■ **TASK PROMPT**
Rewrite these rows as a numbered list, leaving out any blank lines.

Rows of box annotation data:
□ □ □ □ □
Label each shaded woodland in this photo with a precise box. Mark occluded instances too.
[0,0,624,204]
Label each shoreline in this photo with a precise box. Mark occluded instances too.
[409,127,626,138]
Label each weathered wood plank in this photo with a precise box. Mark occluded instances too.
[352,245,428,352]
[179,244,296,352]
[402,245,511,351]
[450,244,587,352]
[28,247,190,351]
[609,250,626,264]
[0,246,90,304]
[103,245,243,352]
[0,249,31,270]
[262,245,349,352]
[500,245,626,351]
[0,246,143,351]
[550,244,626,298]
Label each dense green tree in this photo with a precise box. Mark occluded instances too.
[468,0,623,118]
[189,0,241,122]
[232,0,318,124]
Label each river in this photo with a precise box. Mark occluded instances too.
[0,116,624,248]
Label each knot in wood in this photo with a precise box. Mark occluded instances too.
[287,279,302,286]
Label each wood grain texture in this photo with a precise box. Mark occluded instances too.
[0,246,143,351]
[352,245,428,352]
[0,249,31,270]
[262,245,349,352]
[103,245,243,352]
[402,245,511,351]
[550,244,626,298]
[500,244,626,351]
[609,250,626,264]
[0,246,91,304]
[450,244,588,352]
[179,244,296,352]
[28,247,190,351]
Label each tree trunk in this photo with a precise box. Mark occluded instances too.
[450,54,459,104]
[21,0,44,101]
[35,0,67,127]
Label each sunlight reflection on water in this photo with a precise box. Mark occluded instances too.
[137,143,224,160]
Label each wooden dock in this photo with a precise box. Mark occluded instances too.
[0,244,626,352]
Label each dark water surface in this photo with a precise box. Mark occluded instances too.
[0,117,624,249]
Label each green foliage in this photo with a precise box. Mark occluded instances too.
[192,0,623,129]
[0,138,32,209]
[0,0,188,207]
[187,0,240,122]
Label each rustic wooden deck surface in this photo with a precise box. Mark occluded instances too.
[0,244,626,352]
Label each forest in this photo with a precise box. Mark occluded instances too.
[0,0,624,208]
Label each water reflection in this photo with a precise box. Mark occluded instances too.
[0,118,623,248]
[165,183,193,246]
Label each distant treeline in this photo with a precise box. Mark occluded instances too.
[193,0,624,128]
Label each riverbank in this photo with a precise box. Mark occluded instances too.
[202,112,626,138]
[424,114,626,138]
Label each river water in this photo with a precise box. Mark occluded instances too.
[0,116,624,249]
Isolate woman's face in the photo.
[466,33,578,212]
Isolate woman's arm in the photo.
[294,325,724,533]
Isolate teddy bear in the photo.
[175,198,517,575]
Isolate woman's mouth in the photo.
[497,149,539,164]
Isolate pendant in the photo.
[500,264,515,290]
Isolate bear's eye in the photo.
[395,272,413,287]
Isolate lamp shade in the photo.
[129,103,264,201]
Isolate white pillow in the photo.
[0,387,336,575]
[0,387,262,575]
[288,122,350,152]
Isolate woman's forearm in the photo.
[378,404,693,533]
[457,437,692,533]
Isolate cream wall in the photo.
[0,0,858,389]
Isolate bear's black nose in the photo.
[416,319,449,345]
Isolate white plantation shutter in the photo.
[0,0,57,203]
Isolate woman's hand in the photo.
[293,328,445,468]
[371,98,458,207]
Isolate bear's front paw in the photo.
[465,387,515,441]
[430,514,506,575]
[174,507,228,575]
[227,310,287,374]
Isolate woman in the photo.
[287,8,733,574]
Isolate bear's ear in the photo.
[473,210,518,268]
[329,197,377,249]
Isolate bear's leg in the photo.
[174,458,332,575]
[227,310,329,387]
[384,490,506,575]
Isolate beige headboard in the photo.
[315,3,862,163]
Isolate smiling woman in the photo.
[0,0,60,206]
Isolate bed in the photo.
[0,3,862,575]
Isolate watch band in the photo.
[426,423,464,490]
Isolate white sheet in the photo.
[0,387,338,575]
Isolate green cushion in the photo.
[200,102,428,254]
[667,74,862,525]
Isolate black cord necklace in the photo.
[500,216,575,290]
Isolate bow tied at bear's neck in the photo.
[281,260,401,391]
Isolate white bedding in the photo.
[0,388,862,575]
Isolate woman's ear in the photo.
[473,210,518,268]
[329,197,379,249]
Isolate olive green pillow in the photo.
□ □ □ □ □
■ **ANSWER**
1. Label each shaded woodland in this photo with a precise box. Mark occluded instances too.
2. [0,0,624,204]
3. Label each shoreline in this photo with a precise box. Mark occluded instances too.
4. [409,127,626,138]
5. Label each weathered wood plank in this photo with a precise box. Mark occluded instances too.
6. [352,245,428,352]
7. [179,244,296,352]
8. [402,245,511,351]
9. [450,244,587,352]
10. [28,247,190,351]
11. [609,250,626,264]
12. [0,246,90,304]
13. [103,245,243,352]
14. [0,249,31,270]
15. [262,245,349,352]
16. [500,245,626,351]
17. [0,246,143,351]
18. [550,244,626,298]
19. Label each dense green tree in this photo with a precise box. Mark occluded instances too.
20. [468,0,623,118]
21. [189,0,241,122]
22. [232,0,318,124]
23. Label each river in this photo with a precise box. Mark occluded instances too.
24. [0,116,624,248]
25. Label each knot in wood in this photo with a precise box. Mark occluded instances too.
26. [287,279,302,286]
27. Label each wood grain texture in this photo with a precise box. Mark occluded instances too.
28. [0,246,143,351]
29. [352,245,428,352]
30. [0,249,31,270]
31. [262,245,349,352]
32. [103,245,243,352]
33. [402,245,511,351]
34. [550,244,626,298]
35. [500,244,626,351]
36. [609,250,626,264]
37. [0,246,91,304]
38. [450,244,588,352]
39. [179,244,296,352]
40. [28,247,190,351]
41. Label each tree trunk in this photo with a precise box. Mark occluded instances too.
42. [450,54,459,104]
43. [21,0,44,101]
44. [35,0,67,127]
45. Label each sunlight reflection on water in this photo with a precise box. Mark occluded instances too.
46. [137,143,224,160]
47. Label each wooden dock in this photo with a precise box. Mark occluded instances too.
48. [0,244,626,352]
49. Label each dark water surface in this photo with a precise box. Mark occluded instances too.
50. [0,117,624,249]
51. Label each green foliage in this photo with a precise box. Mark occluded instances too.
52. [192,0,623,129]
53. [0,138,32,209]
54. [0,0,188,207]
55. [187,0,240,122]
56. Label each rustic wooden deck surface in this photo with a precise box. Mark occluded instances too.
57. [0,244,626,352]
58. Label each forest in this photo with a precise box. Mark occluded instances too.
59. [0,0,624,208]
60. Label each water reflection in this photo with a precise box. Mark occluded instances too.
61. [0,118,623,248]
62. [165,183,193,246]
63. Label each distant treeline in this photo with a precise box. Mark occluded instances too.
64. [193,0,624,128]
65. Label each riverbank in this photo with a precise box. Mark occluded instances too.
66. [202,112,626,138]
67. [424,114,626,138]
68. Label each river water in this photo with a precise box. Mark occluded instances too.
69. [0,116,624,249]
70. Isolate woman's face in the photo.
71. [466,33,578,212]
72. Isolate woman's arm in the photo.
73. [294,325,724,533]
74. Isolate teddy bear in the photo.
75. [175,198,517,575]
76. Isolate woman's mouth in the photo.
77. [497,149,539,164]
78. Isolate pendant in the photo.
79. [500,264,515,290]
80. Isolate bear's eye in the photo.
81. [395,272,413,287]
82. Isolate lamp shade in the photo.
83. [129,103,264,201]
84. Isolate white pillow in the photo.
85. [0,387,336,575]
86. [0,387,262,575]
87. [288,122,350,152]
88. Isolate woman's forearm in the photo.
89. [378,404,693,533]
90. [457,437,692,533]
91. Isolate cream wall in the photo.
92. [0,0,858,389]
93. Isolate bear's black nose in the photo.
94. [416,319,449,345]
95. Isolate white plantation shutter in the photo.
96. [0,0,57,203]
97. Isolate woman's hand in the photo.
98. [293,328,445,468]
99. [371,98,458,207]
100. Isolate bear's front paw in the photo.
101. [465,387,515,441]
102. [430,514,506,575]
103. [174,507,228,575]
104. [227,310,287,374]
105. Isolate woman in the photo.
106. [287,8,733,574]
107. Isolate bear's ear in the photo.
108. [473,210,518,268]
109. [329,197,377,249]
110. Isolate bear's leg in the photo.
111. [174,458,332,575]
112. [227,310,329,387]
113. [384,490,506,575]
114. Isolate beige headboard in the photo.
115. [315,3,862,163]
116. Isolate smiling woman in the photo.
117. [0,0,60,206]
118. Isolate bed in the photo.
119. [0,3,862,575]
120. Isolate watch band in the photo.
121. [426,423,464,490]
122. Isolate white sheet in the photo.
123. [0,387,338,575]
124. Isolate green cushion in the photo.
125. [200,102,428,254]
126. [667,74,862,525]
127. Isolate black cord necklace in the photo.
128. [500,216,575,290]
129. Isolate bow tied at bear's neck in the photo.
130. [281,260,401,391]
131. Isolate white bedding in the photo.
132. [0,388,862,575]
133. Isolate woman's ear in the photo.
134. [473,210,518,268]
135. [329,197,379,249]
136. Isolate olive green pillow in the photo.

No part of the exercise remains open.